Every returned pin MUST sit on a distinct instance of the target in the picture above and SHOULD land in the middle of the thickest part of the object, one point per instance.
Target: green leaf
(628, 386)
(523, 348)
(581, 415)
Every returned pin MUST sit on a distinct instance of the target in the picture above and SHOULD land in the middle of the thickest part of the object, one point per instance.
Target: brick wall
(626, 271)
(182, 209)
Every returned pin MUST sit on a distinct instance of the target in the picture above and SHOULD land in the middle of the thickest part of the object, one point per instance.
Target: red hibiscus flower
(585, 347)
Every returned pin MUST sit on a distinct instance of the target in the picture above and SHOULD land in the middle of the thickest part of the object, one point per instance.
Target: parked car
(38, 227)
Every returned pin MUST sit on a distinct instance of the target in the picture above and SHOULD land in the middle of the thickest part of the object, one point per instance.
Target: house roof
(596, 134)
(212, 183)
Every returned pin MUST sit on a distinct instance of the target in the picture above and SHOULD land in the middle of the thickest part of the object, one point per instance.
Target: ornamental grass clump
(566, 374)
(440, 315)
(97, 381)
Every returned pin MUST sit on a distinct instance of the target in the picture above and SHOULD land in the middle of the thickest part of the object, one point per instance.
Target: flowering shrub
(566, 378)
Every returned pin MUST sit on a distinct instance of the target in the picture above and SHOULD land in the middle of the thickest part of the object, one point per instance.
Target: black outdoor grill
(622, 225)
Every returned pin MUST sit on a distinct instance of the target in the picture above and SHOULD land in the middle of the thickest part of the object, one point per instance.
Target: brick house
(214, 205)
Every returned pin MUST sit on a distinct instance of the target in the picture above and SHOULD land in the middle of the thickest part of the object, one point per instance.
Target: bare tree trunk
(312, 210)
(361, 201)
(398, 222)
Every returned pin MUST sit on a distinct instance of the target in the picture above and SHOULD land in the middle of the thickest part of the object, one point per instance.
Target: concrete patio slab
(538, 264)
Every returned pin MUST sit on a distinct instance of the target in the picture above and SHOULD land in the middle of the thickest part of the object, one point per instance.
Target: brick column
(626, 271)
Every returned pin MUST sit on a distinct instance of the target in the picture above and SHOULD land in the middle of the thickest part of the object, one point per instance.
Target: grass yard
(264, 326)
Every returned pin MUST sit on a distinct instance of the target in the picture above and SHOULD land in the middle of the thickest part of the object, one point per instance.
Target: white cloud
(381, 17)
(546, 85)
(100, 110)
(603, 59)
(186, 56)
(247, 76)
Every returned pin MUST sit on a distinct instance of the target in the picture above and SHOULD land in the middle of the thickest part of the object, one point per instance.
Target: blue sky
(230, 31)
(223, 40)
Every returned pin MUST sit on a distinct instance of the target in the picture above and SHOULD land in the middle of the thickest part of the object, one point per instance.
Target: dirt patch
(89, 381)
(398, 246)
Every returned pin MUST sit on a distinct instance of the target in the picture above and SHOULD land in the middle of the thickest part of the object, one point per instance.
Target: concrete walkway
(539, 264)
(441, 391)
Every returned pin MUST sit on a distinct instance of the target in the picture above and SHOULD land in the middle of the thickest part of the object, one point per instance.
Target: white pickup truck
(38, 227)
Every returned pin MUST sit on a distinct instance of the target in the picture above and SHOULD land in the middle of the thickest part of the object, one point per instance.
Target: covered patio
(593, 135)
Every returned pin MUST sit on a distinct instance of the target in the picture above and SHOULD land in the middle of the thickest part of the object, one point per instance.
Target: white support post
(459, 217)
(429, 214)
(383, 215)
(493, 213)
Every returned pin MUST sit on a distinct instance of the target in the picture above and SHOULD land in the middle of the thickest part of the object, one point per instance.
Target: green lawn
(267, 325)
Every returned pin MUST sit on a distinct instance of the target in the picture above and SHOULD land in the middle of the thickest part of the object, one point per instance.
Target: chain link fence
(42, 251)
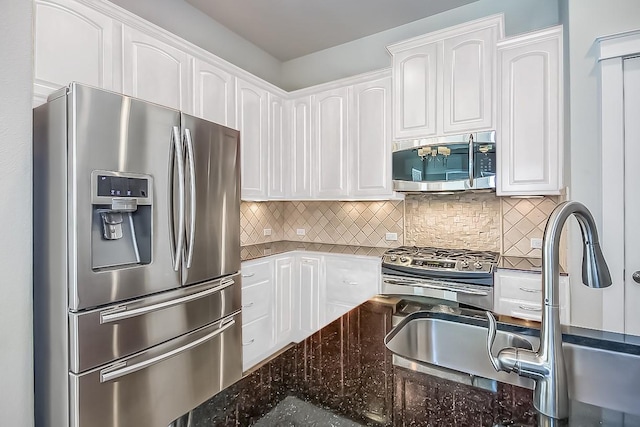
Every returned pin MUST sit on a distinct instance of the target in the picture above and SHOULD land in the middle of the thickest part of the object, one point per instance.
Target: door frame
(613, 50)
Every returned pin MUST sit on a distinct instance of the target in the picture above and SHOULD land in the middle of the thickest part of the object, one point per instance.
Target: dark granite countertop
(250, 252)
(343, 375)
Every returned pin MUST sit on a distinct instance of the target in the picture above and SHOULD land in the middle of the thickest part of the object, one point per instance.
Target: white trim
(612, 50)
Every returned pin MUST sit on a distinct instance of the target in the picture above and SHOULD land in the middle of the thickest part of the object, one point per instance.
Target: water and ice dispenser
(122, 224)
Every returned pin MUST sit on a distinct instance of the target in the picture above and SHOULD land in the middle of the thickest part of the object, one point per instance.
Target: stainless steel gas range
(461, 275)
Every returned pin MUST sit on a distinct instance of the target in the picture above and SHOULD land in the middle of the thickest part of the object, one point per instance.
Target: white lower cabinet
(349, 282)
(519, 294)
(288, 297)
(310, 296)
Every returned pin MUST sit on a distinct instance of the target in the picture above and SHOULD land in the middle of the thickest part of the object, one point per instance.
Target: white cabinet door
(468, 72)
(72, 42)
(155, 71)
(300, 158)
(530, 152)
(278, 171)
(370, 122)
(351, 280)
(519, 294)
(253, 119)
(214, 94)
(284, 300)
(414, 92)
(310, 296)
(330, 137)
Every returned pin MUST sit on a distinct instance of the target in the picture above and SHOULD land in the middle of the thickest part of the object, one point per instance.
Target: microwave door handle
(471, 160)
(192, 195)
(177, 144)
(121, 369)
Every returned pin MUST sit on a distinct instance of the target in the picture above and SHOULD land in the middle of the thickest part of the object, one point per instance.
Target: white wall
(369, 53)
(184, 20)
(16, 342)
(587, 20)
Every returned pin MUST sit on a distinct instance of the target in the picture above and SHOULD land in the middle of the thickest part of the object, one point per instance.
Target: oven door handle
(437, 286)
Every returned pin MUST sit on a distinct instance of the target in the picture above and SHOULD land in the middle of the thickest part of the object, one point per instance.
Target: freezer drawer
(100, 336)
(154, 387)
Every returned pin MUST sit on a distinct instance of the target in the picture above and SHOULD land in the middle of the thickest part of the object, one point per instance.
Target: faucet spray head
(595, 272)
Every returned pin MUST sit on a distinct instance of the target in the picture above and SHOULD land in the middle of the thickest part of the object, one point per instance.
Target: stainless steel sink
(599, 377)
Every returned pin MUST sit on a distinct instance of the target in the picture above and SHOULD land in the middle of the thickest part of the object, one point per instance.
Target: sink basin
(597, 376)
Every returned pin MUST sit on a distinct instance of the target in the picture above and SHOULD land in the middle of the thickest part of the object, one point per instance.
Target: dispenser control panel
(121, 186)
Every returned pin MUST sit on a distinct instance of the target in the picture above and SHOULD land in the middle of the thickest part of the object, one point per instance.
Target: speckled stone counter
(250, 252)
(345, 371)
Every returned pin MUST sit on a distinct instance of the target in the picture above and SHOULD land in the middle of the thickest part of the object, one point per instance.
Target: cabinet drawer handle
(528, 308)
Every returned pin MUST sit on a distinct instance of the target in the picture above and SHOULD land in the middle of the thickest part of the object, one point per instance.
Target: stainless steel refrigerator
(137, 313)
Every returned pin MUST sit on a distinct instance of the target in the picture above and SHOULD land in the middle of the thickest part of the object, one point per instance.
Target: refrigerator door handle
(117, 371)
(192, 195)
(120, 313)
(177, 144)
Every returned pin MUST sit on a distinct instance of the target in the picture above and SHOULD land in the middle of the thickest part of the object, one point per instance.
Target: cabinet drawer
(521, 309)
(257, 341)
(256, 301)
(256, 271)
(526, 290)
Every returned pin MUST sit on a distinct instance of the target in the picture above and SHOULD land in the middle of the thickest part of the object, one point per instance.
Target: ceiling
(288, 29)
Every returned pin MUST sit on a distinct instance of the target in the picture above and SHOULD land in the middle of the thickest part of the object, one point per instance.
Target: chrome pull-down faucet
(546, 366)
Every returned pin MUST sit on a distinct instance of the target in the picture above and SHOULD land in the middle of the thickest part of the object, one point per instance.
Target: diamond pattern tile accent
(460, 221)
(344, 223)
(255, 217)
(525, 219)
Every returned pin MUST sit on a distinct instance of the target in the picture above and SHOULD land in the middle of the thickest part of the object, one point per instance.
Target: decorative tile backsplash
(458, 221)
(466, 220)
(346, 223)
(522, 220)
(255, 217)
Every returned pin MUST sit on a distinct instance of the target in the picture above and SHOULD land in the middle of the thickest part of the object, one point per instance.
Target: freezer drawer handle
(110, 374)
(121, 313)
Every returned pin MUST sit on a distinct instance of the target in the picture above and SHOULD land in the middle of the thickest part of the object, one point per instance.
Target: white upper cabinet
(72, 42)
(253, 119)
(155, 71)
(278, 170)
(414, 88)
(299, 115)
(444, 82)
(530, 151)
(214, 94)
(330, 138)
(370, 138)
(284, 299)
(468, 82)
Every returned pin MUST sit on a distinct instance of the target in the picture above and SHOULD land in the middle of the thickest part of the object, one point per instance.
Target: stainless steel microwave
(448, 163)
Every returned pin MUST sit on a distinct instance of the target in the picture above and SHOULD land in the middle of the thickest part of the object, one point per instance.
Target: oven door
(479, 296)
(452, 163)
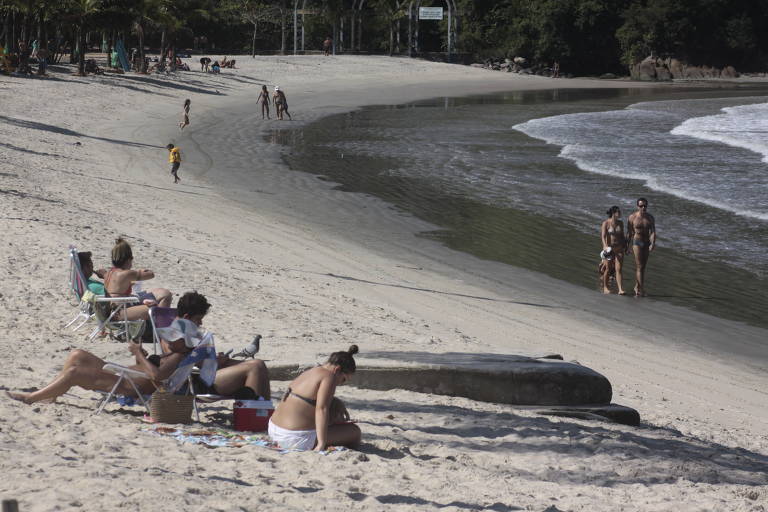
++++++++++
#### [Task brief]
Take the line containing "Target: diamond pattern tile accent" as the first line and the last line of the data above as the final one, and output exactly the lines between them, inclusive, with no pictures.

#### [Output for this exercise]
Target: diamond pattern tile accent
(460, 221)
(344, 223)
(255, 217)
(525, 219)
Every returned pin MUST sit on a distinct instance of the target in the picture above and SHOULD land in the middle of the thickest part of the object, one point per instance.
Target: decorative tile backsplash
(458, 221)
(466, 220)
(346, 223)
(522, 220)
(255, 217)
Every returned pin MUST sit on a distinct instance of the target in the picture above and SHOULD land in the middle of the thickest part of the object, one point per instance.
Target: freezer drawer handle
(110, 374)
(121, 313)
Every returned pin MUST sit on a distinct instance of the target in the picture above and SHOULD land in the middle of the thickest part of the object, one point per instance.
Target: white upper cabinet
(72, 42)
(253, 119)
(155, 71)
(278, 170)
(414, 88)
(299, 115)
(444, 82)
(530, 151)
(214, 94)
(330, 138)
(370, 138)
(284, 299)
(468, 82)
Every returned pin MUST sit on a distinct instance of the target in the picture above and SHOULD land in the middle of the thickest part of the object, one point per instance.
Target: stainless steel microwave
(448, 163)
Every returned pin MUST sit on a distinct instance of the target in the picture above and SHOULD land in the middle of the thickest part of the object, one point per instance.
Target: oven door
(479, 296)
(452, 163)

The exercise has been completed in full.